**Tâches à réaliser**
1/ D'après le passage sur l'ancien asile, à qui la direction de l'hôpital fut-elle confiée en 1965 ?
2/ Reprenez le texte sur l'ancien asile à la suite de sa dernière phrase.

**Passage présenté**

════════════════════

L’histoire de l’asile fut marquée par les événements de la Seconde Guerre mondiale. À la fin du conflit, ses locaux furent le théâtre d’un massacre : des fascistes y furent exécutés par les partisans de la 182ᵉ brigade Garibaldi « Pietro Camana ».
En 1965, la direction de l’hôpital fut confiée à Baldassarre Buffa, alors maire de Vercelli. L’établissement continua de fonctionner jusqu’en 1978, année de l’application de la loi Basaglia, qui entraîna la fermeture progressive de tous les hôpitaux psychiatriques en Italie.
L’asile resta cependant partiellement en activité jusqu’en 1991. Durant cette période, certains pavillons furent utilisés pour héberger des communautés d’anciens patients dans le cadre de programmes de réinsertion sociale. Une fois définitivement abandonné, le site connut un lent processus de dégradation.


Dès qu’on a franchi le seuil du bâtiment principal, une odeur nous a saisis. Celle de l’humidité, tenace, épaisse, presque organique. Elle s’infiltrait dans les narines, se collait aux vêtements, nous ralentissait comme une main invisible posée sur l’épaule. Les murs suintaient encore, couverts de taches de moisissure et de peinture écaillée. Cette odeur — mélange de poussière, de médicaments, de passé en décomposition — provoquait un malaise diffus, une sorte de paralysie intérieure.

════════════════════

**Données fournies**
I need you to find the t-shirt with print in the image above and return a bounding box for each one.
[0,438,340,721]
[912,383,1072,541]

════════════════════

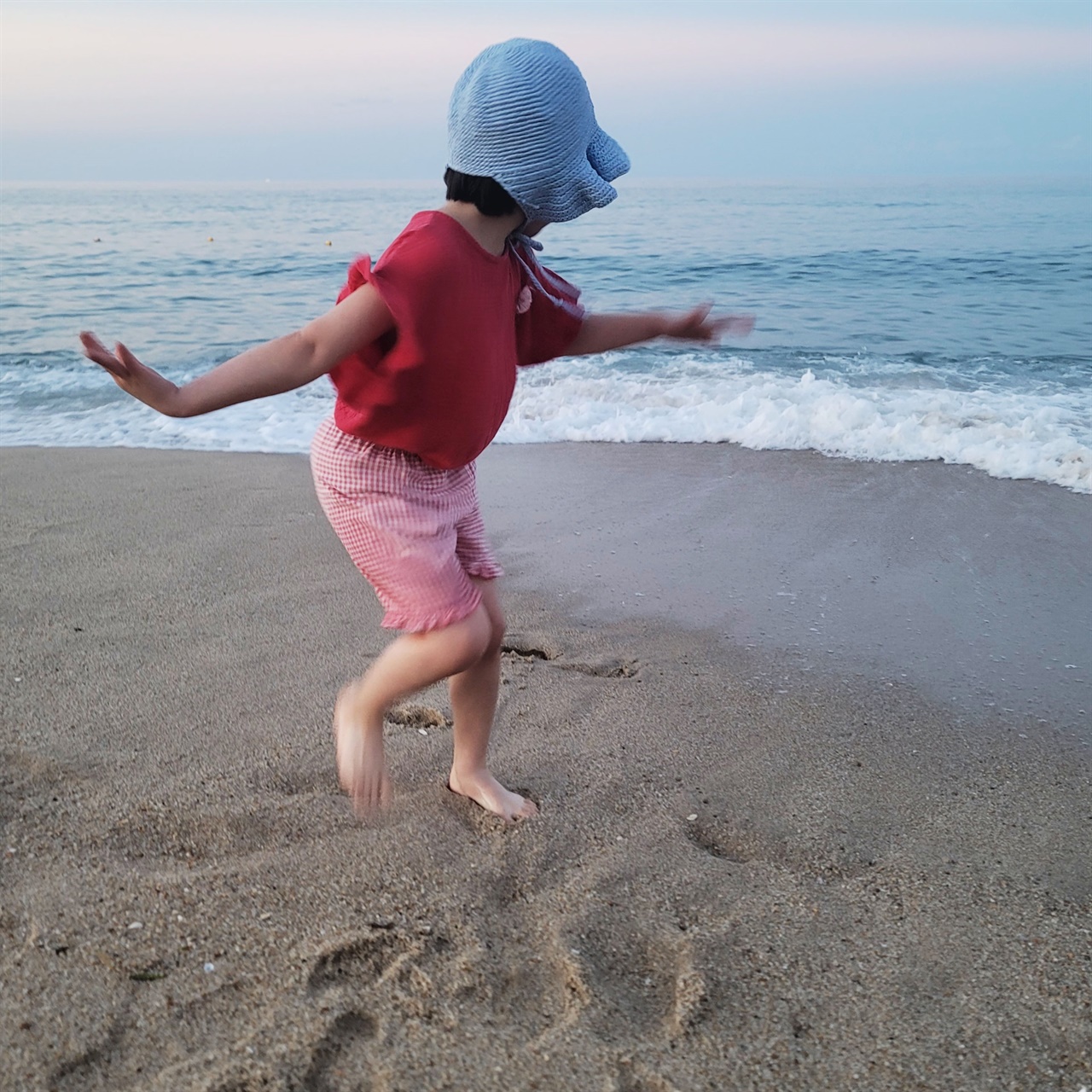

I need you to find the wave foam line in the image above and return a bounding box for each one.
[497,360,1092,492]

════════════════════

**Réponses par tâche**
1/ À Baldassarre Buffa, alors maire de Vercelli.

2/
Et puis, il y avait l’immensité. Le site compte une vingtaine de bâtiments, tous semblables, disposés comme un petit village fantôme. Des ailes entières d’hôpital, reliées par d’interminables couloirs, bordés de cellules identiques. Les portes, désormais arrachées ou grandes ouvertes, formaient des enfilades de vides béants. À chaque pas, la même désolation, la même géométrie implacable.


Au centre, une petite église. Ses fresques, rongées par le temps, s’effritent, mais elles laissent deviner encore une part de leur éclat d’autrefois.


En me dirigeant vers l’ouest, j’ai découvert le pavillon Carlo Forlanini. C’est sans doute l’endroit le plus saisissant. Ici étaient enfermés les patients les plus sévèrement atteints. Les pièces sont minuscules, parfois si étroites qu’on imagine à peine comment un homme pouvait y passer ses journées.

Dans le sous-sol, l’atmosphère est plus lourde encore : c’est là que se seraient pratiqués les électrochocs. On a presque l’impression d’entendre les échos de cette époque où la douleur était perçue comme une thérapie.

Au sol, les traces d’un passé sinistre. Des revues de psychiatrie ouvertes sur des pages jaunies, des camisoles de force déchirées, des fauteuils roulants à demi rouillés. Dans une salle de soins, une boîte métallique contenant encore des flacons d’anciens médicaments. Plus loin, un électroencéphalographe, oublié là comme une relique d’un autre siècle.


Les autres bâtiments révèlent une autre facette : la rééducation. On y trouve les restes d’un auditorium, d’un théâtre, d’une salle de sport. Tout était pensé pour donner l’illusion d’une vie sociale, d’un cadre plus humain. Il y avait même un espace réservé aux enfants et une zone d’accueil pour les familles.


Dans les pièces a office de bureau, des dossiers médicaux gisaient dans l’eau stagnante ou dans la poussière. L’encre avait parfois disparu, mais les noms, certains noms, tenaient bon. Ils luttaient contre l’oubli, griffonnés d’une écriture ancienne, penchée, presque élégante malgré l’horreur.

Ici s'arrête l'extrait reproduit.